SOURCE PASSAGE:
○ ○ ○ ○
VMware continues virtual desktop push with Intel
VMware looks to put virtualisation on 'thick clients' with the help of Intel's vPro.


VMware is continuing its virtual desktop push, this time adding Intel as a partner as it announces a new client hypervisor.
VMware added a new Client Virtualisation Platform to its View desktop virtualisation lineup. CVP is a bare-metal hypervisor, which will sit on desktops and notebooks running Intel's vPro, a feature of its virtualisation-optimised laptop chipsets.
The setup takes the idea of virtual desktops and applies it not just to thin client terminals, but to so-called "thick clients" those devices called computers and laptops we use every day.
The idea is that everyone in a firm would access their own "desktop" image from any device be it a thin client terminal, laptop out of the office, or even "an internet caf in Guatamala," chief executive Paul Maritz explained.
Maritz told attendees of the VMworld Europe conference in Cannes today that its about time companies learned to provision users, not devices. "As an industry, we've got this backwards," he said. "This is really about users people stay, devices come and go."
○ ○ ○ ○
DATASET EXTRACT:

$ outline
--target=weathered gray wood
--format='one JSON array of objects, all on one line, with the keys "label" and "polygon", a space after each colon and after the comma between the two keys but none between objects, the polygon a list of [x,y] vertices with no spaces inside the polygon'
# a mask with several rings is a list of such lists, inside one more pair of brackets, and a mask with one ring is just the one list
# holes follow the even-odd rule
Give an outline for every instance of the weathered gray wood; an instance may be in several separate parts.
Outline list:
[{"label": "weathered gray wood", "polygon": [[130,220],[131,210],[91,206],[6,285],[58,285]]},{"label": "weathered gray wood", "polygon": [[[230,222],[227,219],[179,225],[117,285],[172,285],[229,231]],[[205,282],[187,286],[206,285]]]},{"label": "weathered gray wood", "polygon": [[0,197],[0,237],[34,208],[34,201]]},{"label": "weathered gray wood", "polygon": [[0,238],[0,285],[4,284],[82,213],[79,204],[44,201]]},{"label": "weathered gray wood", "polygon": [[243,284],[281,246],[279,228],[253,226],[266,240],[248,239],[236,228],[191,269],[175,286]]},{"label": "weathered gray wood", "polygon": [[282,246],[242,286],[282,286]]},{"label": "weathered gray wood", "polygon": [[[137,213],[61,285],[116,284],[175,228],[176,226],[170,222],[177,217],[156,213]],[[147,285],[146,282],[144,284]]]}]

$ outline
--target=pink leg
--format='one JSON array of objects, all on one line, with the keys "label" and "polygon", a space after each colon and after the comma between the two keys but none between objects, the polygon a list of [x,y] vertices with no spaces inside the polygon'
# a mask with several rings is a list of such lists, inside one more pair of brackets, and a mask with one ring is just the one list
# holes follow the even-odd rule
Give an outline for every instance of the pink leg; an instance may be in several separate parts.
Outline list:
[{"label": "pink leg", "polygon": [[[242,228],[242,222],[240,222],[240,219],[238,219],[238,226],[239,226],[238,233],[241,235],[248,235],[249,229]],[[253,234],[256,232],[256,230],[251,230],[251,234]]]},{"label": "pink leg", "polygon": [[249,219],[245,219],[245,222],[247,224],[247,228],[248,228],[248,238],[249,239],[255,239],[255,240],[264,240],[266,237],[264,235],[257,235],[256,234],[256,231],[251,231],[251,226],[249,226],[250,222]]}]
○ ○ ○ ○
EXERCISE INSTRUCTIONS:
[A] In the VMware virtual desktop article, where did Paul Maritz speak to attendees?
[B] Resume the article on VMware's virtual desktop push with Intel, picking up after its last sentence.

RESULTS OF THE EXERCISE:
[A] At the VMworld Europe conference in Cannes.

[B]
Not only does client virtualisation let users pick their own device, it means IT admins can manage just a handful of user templates, upgrading and patching to a much smaller number than the entire client estate. While the system works in theory on any device, the use of Intel's vPro system lets managers update PCs even if the computer is shutdown.
Such virtualisation also means users can work online or offline, as the desktop image all the applications and data, as well as operating system associated with that user is downloaded to the computer. When the user reconnects, whether it's after getting off a plane or after several weeks, the image syncs to the server and updates the central system of any changes.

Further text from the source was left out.